--- PASSAGE TO READ ---

The cloud agreement gives Microsoft more power to make its case to the Pentagon as it goes up against competitors like International Business Machines Corp., Oracle Corp. and Amazon for the agency's winner-take-all cloud computing contract for up to 10 years.

That contract is expected to be worth billions of dollars, according to the article, adding that "the Defense Department has said it intends to move the department's technology needs -- 3.4 million users and 4 million devices -- to the cloud to give it a tactical edge on the battlefield and strengthen its use of emerging technologies."

One Microsoft executive said this week's deal reinforces "the fact that we are a solid cloud platform that the federal government can put their trust in."

27 of 45 comments (clear)

  1. Realy? Front page news? by cpurdy · · Score: 1

    In other news, CA closed a multi-million dollar deal with a customer who can't bother to do the work internally to prove that they no longer use CA software anywhere and so just agreed to pay whatever they were asked. This week's deal reinforces "the fact that we are a solid cloud platform that the federal government can put their trust in."

    1. Re:Realy? Front page news? by wyattstorch516 · · Score: 2

      The fact that Microsoft is becoming a legitimate competitor to Amazon in the cloud space is front page news. Obviously they have a way to go to catch up but they have clearly distanced themselves from Google in cloud services.

---

■ **PROMPT 1**
Answer these from the Microsoft cloud passage, one line each:
(a) How many users does the Defense Department intend to move to the cloud?
(b) For up to how many years does the cloud computing contract run?
(c) In wyattstorch516's comment, which company has Microsoft clearly distanced itself from in cloud services?
■ **PROMPT 2**
List the companies the Microsoft cloud passage names as Microsoft's competitors for the Pentagon contract.
■ **PROMPT 3**
Decide whether each statement agrees with the Microsoft cloud passage. Answer yes or no and quote the words that decide it.
(a) The contract is expected to be worth millions of dollars.
(b) The Defense Department plans to move 4 million devices to the cloud.
(c) wyattstorch516 says Microsoft has already caught up with Amazon in the cloud space.

--- SUPPLIED MATERIAL ---

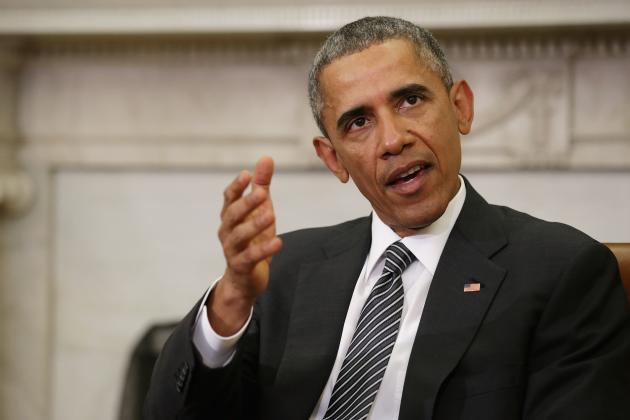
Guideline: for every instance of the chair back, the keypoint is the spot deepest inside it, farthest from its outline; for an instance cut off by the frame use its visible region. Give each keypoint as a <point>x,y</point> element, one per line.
<point>622,253</point>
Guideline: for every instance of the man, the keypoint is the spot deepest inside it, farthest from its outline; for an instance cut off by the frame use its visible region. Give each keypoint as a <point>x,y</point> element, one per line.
<point>439,305</point>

---

■ **FINISHED ANSWER 1**
(a) 3.4 million
(b) 10 years
(c) Google

■ **FINISHED ANSWER 2**
International Business Machines Corp., Oracle Corp., Amazon

■ **FINISHED ANSWER 3**
(a) No: "That contract is expected to be worth billions of dollars"
(b) Yes: "3.4 million users and 4 million devices -- to the cloud"
(c) No: "Obviously they have a way to go to catch up"